▶ **YOUR OBJECTIVE**: Present every line of the listing below as a Markdown table with the columns Row and Listing line, leaving out blank lines.

▶ **DATASET**:

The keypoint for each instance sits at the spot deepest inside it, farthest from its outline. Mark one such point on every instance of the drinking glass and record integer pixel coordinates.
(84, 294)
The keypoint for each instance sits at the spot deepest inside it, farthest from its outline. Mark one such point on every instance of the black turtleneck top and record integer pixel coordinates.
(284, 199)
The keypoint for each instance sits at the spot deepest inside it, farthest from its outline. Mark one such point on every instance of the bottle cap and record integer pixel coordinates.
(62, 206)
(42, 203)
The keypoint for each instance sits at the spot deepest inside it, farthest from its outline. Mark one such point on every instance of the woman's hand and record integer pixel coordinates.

▶ **RESPONSE FOR THIS EXERCISE**:
| Row | Listing line |
|---|---|
| 1 | The keypoint for each instance sits at the spot deepest inside it, farthest from its outline. Mark one such point on every instance of the drinking glass and record integer pixel coordinates. |
| 2 | (84, 294) |
| 3 | The keypoint for each instance sits at the spot deepest inside it, farthest from its outline. Mark one such point on every instance of the black turtleneck top and record integer pixel coordinates. |
| 4 | (284, 199) |
| 5 | The keypoint for each instance sits at the spot deepest inside it, farthest from its outline. Mark one such point on every instance of the bottle cap and record integer pixel coordinates. |
| 6 | (62, 206) |
| 7 | (42, 203) |
| 8 | The keypoint for each instance sits at the spot deepest inside it, farthest from its outline. Mark one such point on every instance of the woman's hand and record integer pixel coordinates. |